- **GOAL**: Could you output all of the data below as a two-column CSV with the headers text and answer? Put each text and its answer on one row, with each value in a single quoted field and any line breaks replaced by spaces.
##### DATASET #####
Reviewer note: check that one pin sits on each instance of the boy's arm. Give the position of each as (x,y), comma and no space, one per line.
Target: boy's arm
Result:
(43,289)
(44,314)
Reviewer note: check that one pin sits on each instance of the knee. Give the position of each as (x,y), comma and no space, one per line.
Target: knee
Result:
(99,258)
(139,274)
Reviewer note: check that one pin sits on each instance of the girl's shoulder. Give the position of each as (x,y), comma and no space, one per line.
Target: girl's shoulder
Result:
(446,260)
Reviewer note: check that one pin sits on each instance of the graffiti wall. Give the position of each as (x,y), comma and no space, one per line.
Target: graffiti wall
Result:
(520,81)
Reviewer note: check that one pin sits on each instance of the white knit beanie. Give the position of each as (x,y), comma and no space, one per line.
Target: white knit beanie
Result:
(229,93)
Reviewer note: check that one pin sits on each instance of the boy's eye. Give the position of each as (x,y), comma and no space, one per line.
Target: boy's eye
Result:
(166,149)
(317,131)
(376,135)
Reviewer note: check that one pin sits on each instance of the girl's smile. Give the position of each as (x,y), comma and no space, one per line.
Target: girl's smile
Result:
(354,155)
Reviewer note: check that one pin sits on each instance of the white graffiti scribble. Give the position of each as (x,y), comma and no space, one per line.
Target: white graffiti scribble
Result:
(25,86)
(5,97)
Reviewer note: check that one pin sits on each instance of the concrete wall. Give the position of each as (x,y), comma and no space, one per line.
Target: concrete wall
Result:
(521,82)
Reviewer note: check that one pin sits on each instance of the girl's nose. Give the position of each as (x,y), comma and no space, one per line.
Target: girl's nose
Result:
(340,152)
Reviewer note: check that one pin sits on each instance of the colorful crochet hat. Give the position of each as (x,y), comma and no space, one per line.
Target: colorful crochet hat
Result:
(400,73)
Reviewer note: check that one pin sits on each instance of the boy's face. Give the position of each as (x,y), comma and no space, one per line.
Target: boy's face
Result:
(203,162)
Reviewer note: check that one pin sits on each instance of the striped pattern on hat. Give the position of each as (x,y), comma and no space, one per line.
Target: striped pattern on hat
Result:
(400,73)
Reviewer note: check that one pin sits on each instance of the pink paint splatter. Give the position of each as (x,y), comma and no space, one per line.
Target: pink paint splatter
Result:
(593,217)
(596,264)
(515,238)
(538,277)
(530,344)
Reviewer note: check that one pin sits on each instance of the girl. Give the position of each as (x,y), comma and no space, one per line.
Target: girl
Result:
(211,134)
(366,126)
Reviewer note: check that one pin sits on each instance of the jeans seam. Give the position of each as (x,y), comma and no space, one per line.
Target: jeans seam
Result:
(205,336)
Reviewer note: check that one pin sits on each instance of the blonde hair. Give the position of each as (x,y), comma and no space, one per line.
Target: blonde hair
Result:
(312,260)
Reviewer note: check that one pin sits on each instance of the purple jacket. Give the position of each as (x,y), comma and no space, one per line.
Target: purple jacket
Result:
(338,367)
#####
- **THE REPLY**:
text,answer
"Reviewer note: check that one pin sits on each instance of the boy's arm. Give the position of each as (x,y), comma and no space, one per line. Target: boy's arm Result:","(43,289) (44,314)"
"Reviewer note: check that one pin sits on each instance of the knee. Give the position of each as (x,y), comma and no space, one per line. Target: knee Result:","(99,258) (139,274)"
"Reviewer note: check that one pin sits on each instance of the girl's shoulder. Give the position of each as (x,y), comma and no space, one per line. Target: girl's shoulder Result:","(446,260)"
"Reviewer note: check that one pin sits on each instance of the graffiti wall. Give the position of each as (x,y), comma and no space, one per line. Target: graffiti wall Result:","(520,81)"
"Reviewer note: check that one pin sits on each instance of the white knit beanie. Give the position of each as (x,y), comma and no space, one per line. Target: white knit beanie Result:","(229,93)"
"Reviewer note: check that one pin sits on each instance of the boy's eye. Give the position of each as (x,y), comma and no space, one per line. Target: boy's eye Result:","(166,149) (317,131) (376,135)"
"Reviewer note: check that one pin sits on each instance of the girl's smile. Give the position of each as (x,y), comma and no space, one per line. Target: girl's smile Result:","(354,155)"
"Reviewer note: check that one pin sits on each instance of the white graffiti scribble. Give the position of each as (x,y), comma and no space, one per line. Target: white graffiti scribble Result:","(25,86) (5,97)"
"Reviewer note: check that one pin sits on each instance of the concrete wall. Give the position of each as (x,y), comma and no space, one per line. Target: concrete wall Result:","(521,82)"
"Reviewer note: check that one pin sits on each instance of the girl's nose. Give the position of each as (x,y), comma and no space, one per line. Target: girl's nose Result:","(340,152)"
"Reviewer note: check that one pin sits on each instance of the colorful crochet hat. Give the position of each as (x,y), comma and no space, one per line. Target: colorful crochet hat Result:","(400,73)"
"Reviewer note: check that one pin sits on each instance of the boy's face. Give the position of each as (x,y), comma and no space, one per line. Target: boy's face Result:","(203,162)"
"Reviewer note: check that one pin sits on each instance of the striped pattern on hat. Give the position of each as (x,y), comma and no space, one per line. Target: striped pattern on hat Result:","(400,73)"
"Reviewer note: check that one pin sits on each instance of the pink paint splatter. Give the position of each as (x,y), comma and no space, one per line. Target: pink paint splatter Result:","(593,217) (596,264) (515,238) (538,277) (530,344)"
"Reviewer note: check that one pin sits on each instance of the girl. Give the position of each as (x,y), comma and no space, one per line. Target: girl Result:","(211,134) (366,126)"
"Reviewer note: check that one pin sits on each instance of the jeans seam. Give the position of each as (x,y), comma and no space, one per line. Target: jeans seam Result:","(205,336)"
"Reviewer note: check that one pin sits on each instance of the blonde hair. Give the position of each as (x,y), comma and no space, one per line. Target: blonde hair Result:","(312,260)"
"Reviewer note: check that one pin sits on each instance of the purple jacket. Give the position of each as (x,y), comma and no space, one per line. Target: purple jacket Result:","(338,367)"